- [EXERCISE AIM] Write out every item below word for word, and leave the pictures out.

- [DATASET EXTRACT]
-------

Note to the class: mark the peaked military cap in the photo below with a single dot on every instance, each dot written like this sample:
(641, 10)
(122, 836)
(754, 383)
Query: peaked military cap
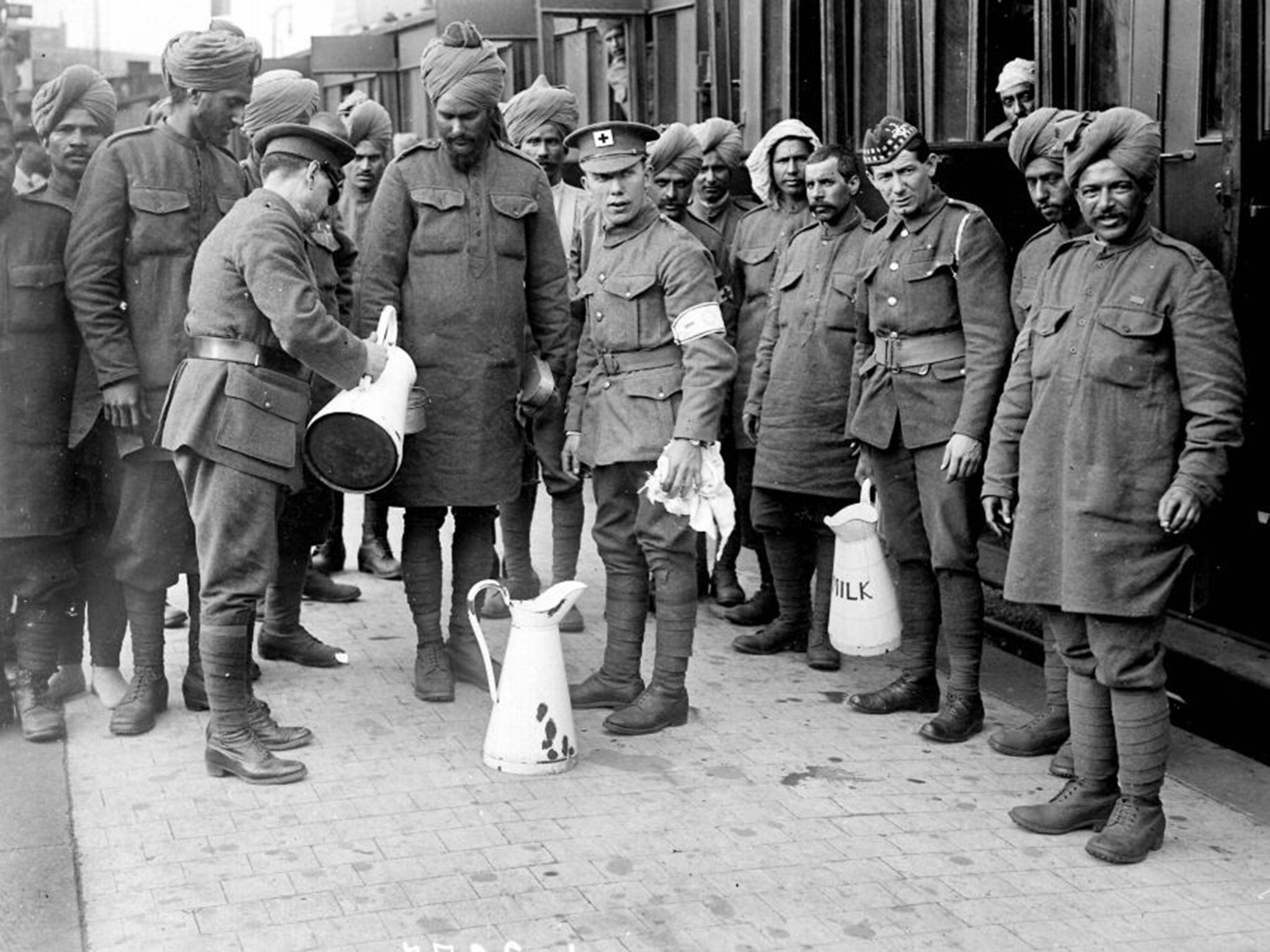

-------

- [RESULT OF THIS TASK]
Note to the class: mark the peaked military cap in the photo below with a single dot on every instance, each dot written like this sample:
(641, 10)
(122, 836)
(754, 383)
Query: peaked military cap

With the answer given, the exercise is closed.